Part of "Cryptotexts": a SCRIPTjr.nl special section.

In addition to your curatorial work with The New Post-Literate, you've written two of your own asemic texts: Action Figures (imgs. 1-5) and The Giant's Fence (imgs. 6-9). Do you see your work as part of a cryptotext tradition that includes the Voynich manuscript and Codex Seraphinianus?

First, I have to say I'm a terrible cryptographer. Readers should know that if they're going to look for codes in my work. Nevertheless, I can say, with some confidence, that the Voynich manuscript is more relevant to my asemic writing than the Codex Seraphinianus. I'm much more familiar with that text and have been since I began developing my personal calligraphic style. Tim Gaze, of asemic.net and SCRIPTjr.nl's editorial board, introduced me to the Codex Seraphinianus a few years ago, and it's a very interesting book. But the Voynich manuscript seems more significantly proto-asemic to me. That is, I think the text may very well reveal its secrets if one studies it in terms of visual aesthetics rather than semantics.

Part of me hopes the Voynich will never be deciphered, but who knows? Maybe it's written in an extinct European language that could be translated if we found the right Rosetta Stone. Undeciphered languages, in fact, influence my work a good deal. The Giant's Fence, for example, was influenced by Rongorongo and illegible graffiti.

Even if you're not actively engaging in cryptography, would it be inappropriate to suggest Action Figures and The Giant's Fence are cryptographic?

My asemic novels are cryptographic to the extent that their language is obscured and hidden. But while the general aesthetics of cryptography and secret writing have always fascinated me, my asemic texts are less encryption-focused and more akin to sigils, wherein the text is abstracted and charged with energy, and xeno/exolinguistics.

Not only is "illegible alien wizard graffiti" a good description of my penmanship, it might make a good topic for a future SCRIPTjr.nl special section.

Why not throw in some extra-terrestrial haiku for good measure?

Some Edmund H. North-meets-Bashō, perhaps:

A large, scary 'bot.
Klaatu barada nikto.
The earth lives again.

Oh, my!

Getting back to your work, if it formally has more in common with sigils, ancient Pascuense script, and exolinguistic haiku, where would you ground your work's sensibility?

In terms of sensibility, I have more in common with the French symbolists and lettrists than with codemakers and codebreakers. Like all these groups, I'm acutely interested in exploring what happens to language when meaning is intentionally obscured. But unlike the latter two, I'm uninterested in providing a decoding mechanism or trying to reverse engineer an objective cipher.

How would you say broader contemporary post-literate writing relates to cryptotexts like the Voynich and the Codex Seraphinianus?

__Raw data__
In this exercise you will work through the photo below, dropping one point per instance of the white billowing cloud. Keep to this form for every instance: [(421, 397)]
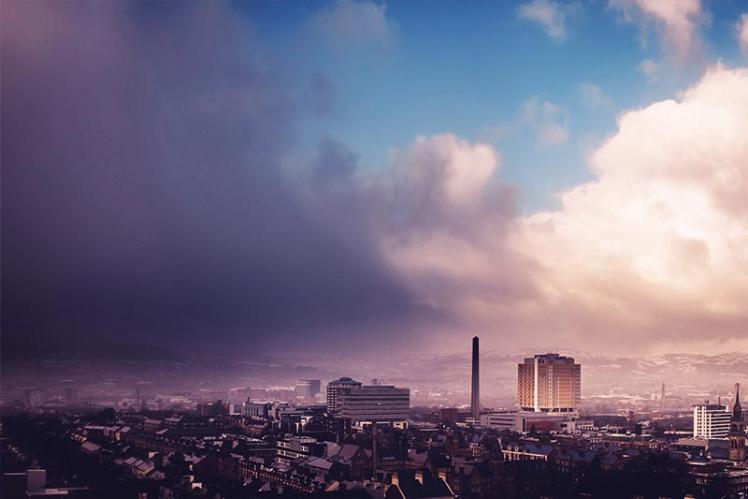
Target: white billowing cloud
[(656, 247), (355, 21), (678, 22), (550, 15), (547, 119), (742, 33), (453, 171), (451, 217), (648, 256), (593, 96)]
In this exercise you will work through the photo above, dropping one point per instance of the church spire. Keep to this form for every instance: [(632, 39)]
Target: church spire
[(737, 411)]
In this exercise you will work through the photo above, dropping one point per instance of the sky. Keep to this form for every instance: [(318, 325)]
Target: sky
[(354, 177)]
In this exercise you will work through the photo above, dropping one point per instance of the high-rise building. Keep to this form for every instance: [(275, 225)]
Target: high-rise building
[(335, 389), (711, 421), (475, 385), (737, 430), (307, 388), (380, 403), (71, 396), (549, 383)]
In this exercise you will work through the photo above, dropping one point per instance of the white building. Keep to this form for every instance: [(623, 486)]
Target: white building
[(375, 403), (524, 421), (711, 421)]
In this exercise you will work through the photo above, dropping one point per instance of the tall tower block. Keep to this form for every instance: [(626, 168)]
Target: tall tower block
[(475, 385)]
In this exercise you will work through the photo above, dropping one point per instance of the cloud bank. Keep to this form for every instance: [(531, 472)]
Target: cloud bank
[(677, 23), (160, 197)]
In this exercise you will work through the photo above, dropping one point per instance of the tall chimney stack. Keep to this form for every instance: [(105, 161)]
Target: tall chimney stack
[(475, 388)]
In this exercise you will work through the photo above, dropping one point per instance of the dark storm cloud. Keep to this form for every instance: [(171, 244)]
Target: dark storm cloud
[(143, 189)]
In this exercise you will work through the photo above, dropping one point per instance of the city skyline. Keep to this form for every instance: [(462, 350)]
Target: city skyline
[(322, 188)]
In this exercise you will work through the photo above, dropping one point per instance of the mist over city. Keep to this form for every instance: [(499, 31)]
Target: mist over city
[(357, 248)]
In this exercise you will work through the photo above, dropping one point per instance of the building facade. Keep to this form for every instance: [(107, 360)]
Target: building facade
[(549, 383), (475, 381), (336, 389), (711, 421), (737, 430), (379, 403), (307, 388), (291, 448)]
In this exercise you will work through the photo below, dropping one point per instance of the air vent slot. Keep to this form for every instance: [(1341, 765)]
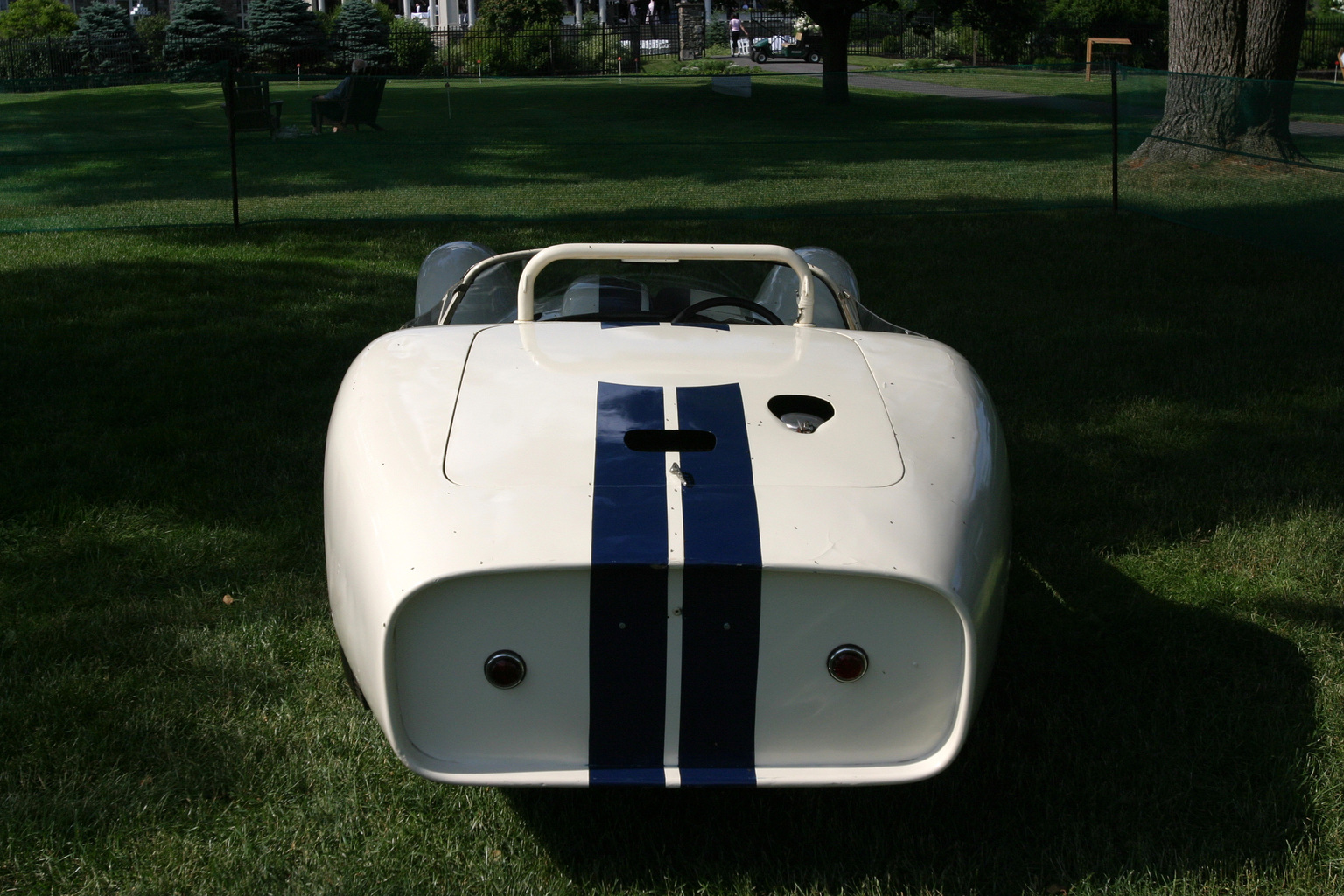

__Exercises__
**a)** In the asemic writing interview, what influenced The Giant's Fence?
**b)** Carry on the asemic writing interview from the point where it stops.
The records were taken from a separate source.

__Answers to the tasks__
**a)** Rongorongo and illegible graffiti.

**b)**
This is the information age, and we route almost all our information through DARPA's internet. In the post-9/11 security climate, I wouldn't be surprised if most, if not all, emails coming into and going out of the US aren't recorded by the NSA: America's Big Brother.

In fact, investigations by news outlets like PBS suggest exactly that.1

No one likes to be spied upon or even think they're being spied upon. Post-literate writing and texts like the Voynich manuscript and the Codex Seraphinianus offer readers and writers an oasis in such a climate. They allow us to communicate using semantically undecipherable signs.

In that sense, asemic writing and cryptotexts have a subversive quality to them in that they challenge government authority over communication. Thinking beyond political concerns and moving back into the realm of aesthetics, they offer readers and writers a more or less impenetrable subjective shelter. Since they usually cannot be "broken" -- that is, translated into objective carriers of meaning -- one can interpret asemic texts as the ultimate encoders of personal insight and reflection. Everything from little sister's journal to the rape fantasies of a poetic psychopath could be safely housed in asemic glyphs.

I have put some of my ugliest and most beautiful thoughts into my asemic texts, and that's where I'd like these thoughts to stay. The unknown author of the Voynich manuscript may have felt a similar need to express him or herself as completely as possible but without giving readers overly-easy access to the inner sanctum of his or her naked thought. Luigi Serafini, author of the Codex Seraphinianus, claims the Codex is asemic, but maybe that's just to throw the crypto-dogs off the scent.2

It's fascinating to think of asemic writing in this way: as a sort of locked vault one shares with the world while withholding the key or combination (sometimes even from oneself).

Since we've covered form and sensibility, let's move on to method. Do you write your asemic novels in semantic language first and then translate or do you arrange abstract signs independently of any semantic meaning?

I start my novels at the semantic beach, where meaningful and meaningless language converge. I'm particularly interested in exploring the moment when a simple line on a page begins to have meaning, when the content of a gesture is sufficient to scream, "I exist!" Ultimately, though, I've come to the conclusion that it's very hard to write a gesture completely devoid of meaning or to write a gesture that's completely filled with meaning.

The Giant's Fence, my first book, attempts to push written, symbolic communication to the breaking point and create a sort of "trans-symbolism," that is, signs transcending symbolic communication. My second book, Action Figures, is probably my most gentle and accessible text because it's a collection of street hieroglyphs. The Paranoia Machine, my peripheral vision reading machine (img. 10), is concerned with internal and external psychological conflict and with the problem of artist-as-survivalist in a contemporary society that has devalued the role of creator. My recent asemic animations (below) simply seem to scream, "Holy shit! Life!"3

What about materials? Nico Vassilakis, for example, composes work like Language Is Hell on an iPod touch. The Paranoia Machine notwithstanding, do you use contemporary technology and gadgetry to create your asemic typefaces? The Giant's Fence looks hand-drawn.

All my work begins as pen-and-paper sketches. I like to use this low-tech approach to document the modern American high-tech environment because I think it's an interesting, and ironic, way to capture today's ultra-technical reality. When I begin an asemic text, I will either do some automatic writing or snatch a shape from the surrounding environment. I start simply and develop complexity. Usually the signs begin as recognizable symbols that, through subsequent generations, become abstract designs whose origin eventually becomes obscure even to myself, the creator of the piece.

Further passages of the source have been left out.